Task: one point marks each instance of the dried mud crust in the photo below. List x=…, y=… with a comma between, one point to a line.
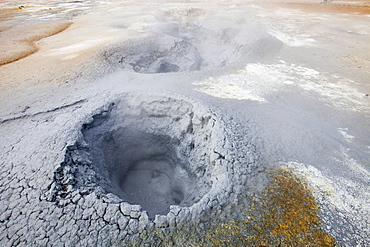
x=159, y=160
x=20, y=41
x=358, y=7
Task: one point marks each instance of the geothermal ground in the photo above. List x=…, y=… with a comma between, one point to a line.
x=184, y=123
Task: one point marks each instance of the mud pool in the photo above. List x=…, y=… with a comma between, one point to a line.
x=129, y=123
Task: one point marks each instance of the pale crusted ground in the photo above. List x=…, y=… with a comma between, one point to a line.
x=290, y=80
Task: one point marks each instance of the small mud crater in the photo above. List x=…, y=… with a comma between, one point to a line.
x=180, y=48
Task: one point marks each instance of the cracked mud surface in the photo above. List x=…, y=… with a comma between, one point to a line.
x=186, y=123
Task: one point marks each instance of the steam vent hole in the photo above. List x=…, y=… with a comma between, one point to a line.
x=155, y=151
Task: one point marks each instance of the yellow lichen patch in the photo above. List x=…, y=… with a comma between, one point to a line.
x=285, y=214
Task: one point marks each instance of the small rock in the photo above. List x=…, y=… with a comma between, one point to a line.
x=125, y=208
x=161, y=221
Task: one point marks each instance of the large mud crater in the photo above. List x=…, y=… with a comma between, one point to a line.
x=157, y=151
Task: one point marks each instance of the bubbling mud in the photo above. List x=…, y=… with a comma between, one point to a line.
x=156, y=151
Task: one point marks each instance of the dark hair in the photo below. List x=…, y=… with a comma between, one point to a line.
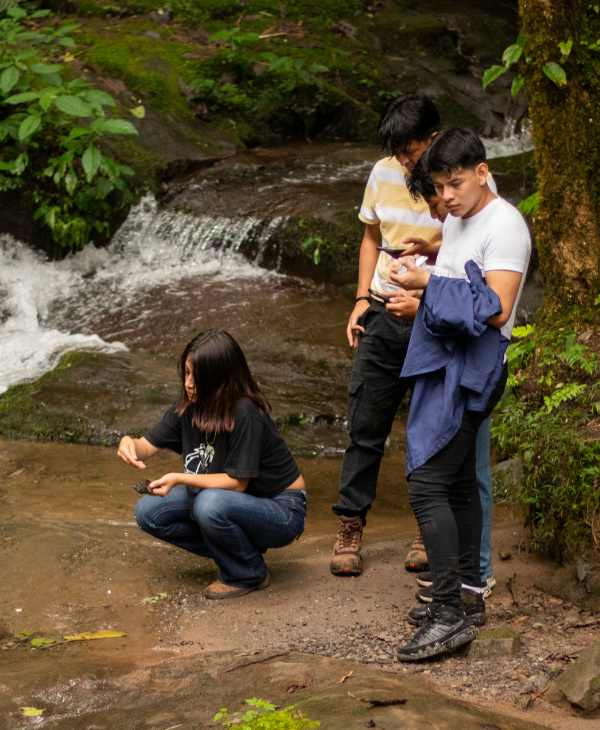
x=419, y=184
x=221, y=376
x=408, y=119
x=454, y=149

==================================================

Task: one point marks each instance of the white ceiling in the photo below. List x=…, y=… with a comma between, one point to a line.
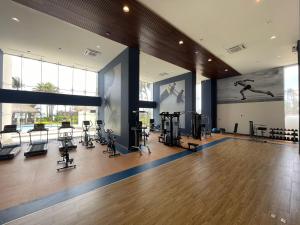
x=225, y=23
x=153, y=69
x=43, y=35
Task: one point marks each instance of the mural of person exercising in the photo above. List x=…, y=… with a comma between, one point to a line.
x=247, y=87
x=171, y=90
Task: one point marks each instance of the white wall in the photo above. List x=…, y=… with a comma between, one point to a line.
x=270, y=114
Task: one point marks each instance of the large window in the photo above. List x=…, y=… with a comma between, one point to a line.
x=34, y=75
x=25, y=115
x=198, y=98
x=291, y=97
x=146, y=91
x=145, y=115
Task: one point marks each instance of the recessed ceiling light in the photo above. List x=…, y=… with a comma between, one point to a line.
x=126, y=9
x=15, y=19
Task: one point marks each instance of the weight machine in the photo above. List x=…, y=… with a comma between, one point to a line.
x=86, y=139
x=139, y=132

==================================================

Instructions to follow
Copy out the entries above word for word, starting with the line containing "Task: one point marks each instance of the large window" and going on through the line containing "x=139, y=132", both of those lines included.

Task solution
Task: one point marks each instance of the large window in the photo above. List x=…, y=… with a comma between, one point to a line.
x=34, y=75
x=25, y=115
x=198, y=98
x=291, y=97
x=146, y=91
x=145, y=115
Task: one point marks each instance of the recessed ceiling light in the photo above. List x=…, y=… with a comma between, one point to a line.
x=126, y=9
x=15, y=19
Task: one point marks each instance of the weight machine in the photo above. List x=…, y=… with a comma between, one point to a line.
x=86, y=139
x=139, y=132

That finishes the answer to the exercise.